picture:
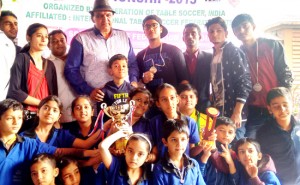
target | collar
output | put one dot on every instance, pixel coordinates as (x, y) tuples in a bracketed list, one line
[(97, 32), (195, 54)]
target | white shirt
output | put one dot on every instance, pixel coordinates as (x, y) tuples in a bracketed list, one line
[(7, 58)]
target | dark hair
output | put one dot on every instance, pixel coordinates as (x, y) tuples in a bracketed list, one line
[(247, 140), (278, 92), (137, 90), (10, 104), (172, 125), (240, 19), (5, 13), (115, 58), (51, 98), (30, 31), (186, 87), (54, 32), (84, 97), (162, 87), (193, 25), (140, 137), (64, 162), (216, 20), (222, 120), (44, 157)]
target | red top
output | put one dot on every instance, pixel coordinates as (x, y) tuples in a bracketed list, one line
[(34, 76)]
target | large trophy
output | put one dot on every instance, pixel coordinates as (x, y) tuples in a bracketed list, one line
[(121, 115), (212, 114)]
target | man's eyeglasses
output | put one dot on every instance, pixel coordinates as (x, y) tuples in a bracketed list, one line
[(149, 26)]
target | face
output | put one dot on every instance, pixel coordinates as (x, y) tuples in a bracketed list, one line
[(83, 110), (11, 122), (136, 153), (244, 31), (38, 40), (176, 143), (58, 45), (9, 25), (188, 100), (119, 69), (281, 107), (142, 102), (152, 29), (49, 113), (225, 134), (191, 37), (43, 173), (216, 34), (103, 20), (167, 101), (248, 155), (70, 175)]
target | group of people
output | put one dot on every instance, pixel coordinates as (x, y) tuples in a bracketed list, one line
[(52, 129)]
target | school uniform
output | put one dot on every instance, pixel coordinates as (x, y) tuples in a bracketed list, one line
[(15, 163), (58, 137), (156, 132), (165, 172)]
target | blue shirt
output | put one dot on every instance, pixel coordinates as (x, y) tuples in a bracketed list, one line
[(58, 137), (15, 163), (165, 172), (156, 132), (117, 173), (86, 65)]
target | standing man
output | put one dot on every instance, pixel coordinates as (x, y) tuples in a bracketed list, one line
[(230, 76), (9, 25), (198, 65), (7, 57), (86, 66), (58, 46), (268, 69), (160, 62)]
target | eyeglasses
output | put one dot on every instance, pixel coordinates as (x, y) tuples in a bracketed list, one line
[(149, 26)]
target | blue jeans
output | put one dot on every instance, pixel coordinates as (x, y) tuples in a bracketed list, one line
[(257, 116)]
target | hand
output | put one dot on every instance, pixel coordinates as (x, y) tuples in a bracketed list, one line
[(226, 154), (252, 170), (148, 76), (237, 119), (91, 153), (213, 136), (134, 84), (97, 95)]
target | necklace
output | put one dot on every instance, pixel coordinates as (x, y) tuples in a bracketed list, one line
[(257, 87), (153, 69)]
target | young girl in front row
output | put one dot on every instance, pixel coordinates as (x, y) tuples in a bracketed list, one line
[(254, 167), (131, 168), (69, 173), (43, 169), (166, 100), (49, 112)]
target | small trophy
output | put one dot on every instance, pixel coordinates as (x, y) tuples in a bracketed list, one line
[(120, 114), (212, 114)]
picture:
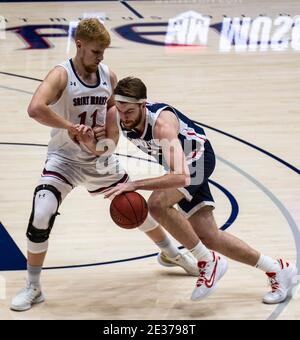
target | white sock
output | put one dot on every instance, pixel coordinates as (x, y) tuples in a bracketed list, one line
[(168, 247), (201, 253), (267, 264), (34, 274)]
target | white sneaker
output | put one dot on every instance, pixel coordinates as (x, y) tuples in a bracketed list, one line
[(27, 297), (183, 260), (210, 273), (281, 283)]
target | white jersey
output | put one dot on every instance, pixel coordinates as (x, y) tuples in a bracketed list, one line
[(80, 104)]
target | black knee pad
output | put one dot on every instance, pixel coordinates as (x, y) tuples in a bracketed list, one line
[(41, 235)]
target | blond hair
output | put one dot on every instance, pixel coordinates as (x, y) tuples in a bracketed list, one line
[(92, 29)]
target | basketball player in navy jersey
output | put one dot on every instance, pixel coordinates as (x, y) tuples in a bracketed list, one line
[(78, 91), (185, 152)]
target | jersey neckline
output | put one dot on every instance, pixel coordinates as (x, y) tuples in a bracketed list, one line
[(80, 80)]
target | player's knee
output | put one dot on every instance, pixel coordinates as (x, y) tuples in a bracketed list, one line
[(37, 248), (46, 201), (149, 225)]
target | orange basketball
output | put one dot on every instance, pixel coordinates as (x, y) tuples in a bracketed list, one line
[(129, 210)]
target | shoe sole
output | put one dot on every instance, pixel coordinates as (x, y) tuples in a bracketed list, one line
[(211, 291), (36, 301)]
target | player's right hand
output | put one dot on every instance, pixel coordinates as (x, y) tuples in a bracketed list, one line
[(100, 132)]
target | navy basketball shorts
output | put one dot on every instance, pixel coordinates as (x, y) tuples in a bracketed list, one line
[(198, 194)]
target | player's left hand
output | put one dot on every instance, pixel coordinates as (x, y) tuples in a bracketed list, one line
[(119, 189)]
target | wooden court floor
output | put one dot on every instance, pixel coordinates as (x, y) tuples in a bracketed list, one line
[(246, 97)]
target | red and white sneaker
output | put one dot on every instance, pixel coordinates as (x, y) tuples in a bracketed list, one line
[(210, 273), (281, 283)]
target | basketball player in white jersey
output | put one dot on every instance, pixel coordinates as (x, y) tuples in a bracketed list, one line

####

PROBLEM DETAILS —
Begin with the first line of the entries above and write out each line exactly, ending with the line containing "target | large trophy". Leave out pictures.

RESULT FOR THIS TASK —
picture:
target | collar
output | put one dot on every instance, pixel coordinates as (x, y) tuples in a bracketed list, one line
[(97, 32), (195, 54)]
target | white shirt
output | put one dot on every instance, pixel coordinates as (x, y) tuples in a bracketed list, one line
[(7, 58)]
target | dark hair
output | put one dot on every instance, pixel coordinates as (x, y) tuples in a bracketed list, one line
[(247, 140), (278, 92), (137, 90), (10, 104), (172, 125), (240, 19), (5, 13), (115, 58), (51, 98), (30, 31), (186, 87), (54, 32), (84, 97), (162, 87), (193, 25), (140, 137), (64, 162), (216, 20), (222, 120), (44, 157)]
target | red top
output | put one dot on every instance, pixel coordinates as (x, y) tuples in a bracketed list, one line
[(34, 76)]
target | large trophy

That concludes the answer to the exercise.